If you presume that men who discover that their partner have slept around, and their child is not theirs, and worse, they've sunk like 3 years of resources in keeping this kid alive, are even just slightly more likely to be liabilities to society, then you could see why such a societal strategy might emerge.
The converse situation (men sleeping around) is somewhat different (though obviously related). The reality is that if you want to retain an approximately balanced gender balance in a population (perhaps because uh... you might need to compete in raiding/warfare), then you -cannot- have even a significant minority of men having exclusive access to more than one female without having significant societal stability issues. Combine this with men like knowing that their child is theirs, quickly settles you into "monogamous-ish".
And it's "ish" because there are always exceptions.
This paternity worry seems to be a leftover of agrarian societies where it is important to ensure inheritance. In tribal societies, as we lived for millenia, it was much less of a worry as raising the kids was a tribal concern.

> **Set task a**
Edit the entries from the line containing "Where can you find the sand" up to and including the line containing "pixel 741 141", replacing "sand" with "beach" and leaving all else unchanged; return only those lines.

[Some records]
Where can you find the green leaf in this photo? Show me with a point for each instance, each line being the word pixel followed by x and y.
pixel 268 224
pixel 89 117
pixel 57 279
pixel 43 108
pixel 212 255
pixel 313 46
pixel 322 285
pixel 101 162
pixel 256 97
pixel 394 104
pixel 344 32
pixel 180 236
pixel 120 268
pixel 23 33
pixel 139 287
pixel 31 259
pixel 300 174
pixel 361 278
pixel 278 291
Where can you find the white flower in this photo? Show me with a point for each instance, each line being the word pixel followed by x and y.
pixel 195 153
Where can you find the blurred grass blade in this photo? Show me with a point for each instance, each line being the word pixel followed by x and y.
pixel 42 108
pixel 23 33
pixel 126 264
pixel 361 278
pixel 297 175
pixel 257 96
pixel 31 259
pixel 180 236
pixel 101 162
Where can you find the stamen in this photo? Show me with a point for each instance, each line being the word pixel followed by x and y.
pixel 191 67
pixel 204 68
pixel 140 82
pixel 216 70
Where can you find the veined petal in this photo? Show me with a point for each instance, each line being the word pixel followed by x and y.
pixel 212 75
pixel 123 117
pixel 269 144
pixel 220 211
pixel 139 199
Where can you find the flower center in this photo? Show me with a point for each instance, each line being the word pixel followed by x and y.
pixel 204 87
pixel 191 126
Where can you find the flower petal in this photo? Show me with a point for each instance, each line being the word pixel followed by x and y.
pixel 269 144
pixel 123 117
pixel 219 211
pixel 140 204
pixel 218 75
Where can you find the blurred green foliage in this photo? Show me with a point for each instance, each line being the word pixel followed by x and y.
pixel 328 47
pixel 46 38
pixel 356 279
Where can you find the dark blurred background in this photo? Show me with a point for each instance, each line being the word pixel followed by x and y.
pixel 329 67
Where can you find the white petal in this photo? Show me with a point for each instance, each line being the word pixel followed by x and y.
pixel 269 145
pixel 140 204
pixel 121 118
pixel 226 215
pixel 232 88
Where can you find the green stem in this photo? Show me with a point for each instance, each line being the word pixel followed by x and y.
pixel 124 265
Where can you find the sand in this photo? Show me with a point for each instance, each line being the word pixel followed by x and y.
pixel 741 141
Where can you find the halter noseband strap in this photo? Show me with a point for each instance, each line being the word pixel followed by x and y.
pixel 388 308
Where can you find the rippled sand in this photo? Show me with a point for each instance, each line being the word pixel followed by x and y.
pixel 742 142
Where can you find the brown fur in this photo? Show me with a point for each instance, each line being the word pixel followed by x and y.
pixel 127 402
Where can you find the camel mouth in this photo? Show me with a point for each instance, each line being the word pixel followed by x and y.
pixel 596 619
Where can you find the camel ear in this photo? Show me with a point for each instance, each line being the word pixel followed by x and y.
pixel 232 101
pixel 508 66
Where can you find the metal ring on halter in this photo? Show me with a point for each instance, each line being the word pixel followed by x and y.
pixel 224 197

> **Set task b**
In the comment on paternity, why was paternity much less of a worry in tribal societies?

> **Full output a**
Where can you find the beach in this photo? Show me with a point for each instance, each line being the word pixel followed by x and y.
pixel 741 141

> **Full output b**
Raising the kids was a tribal concern.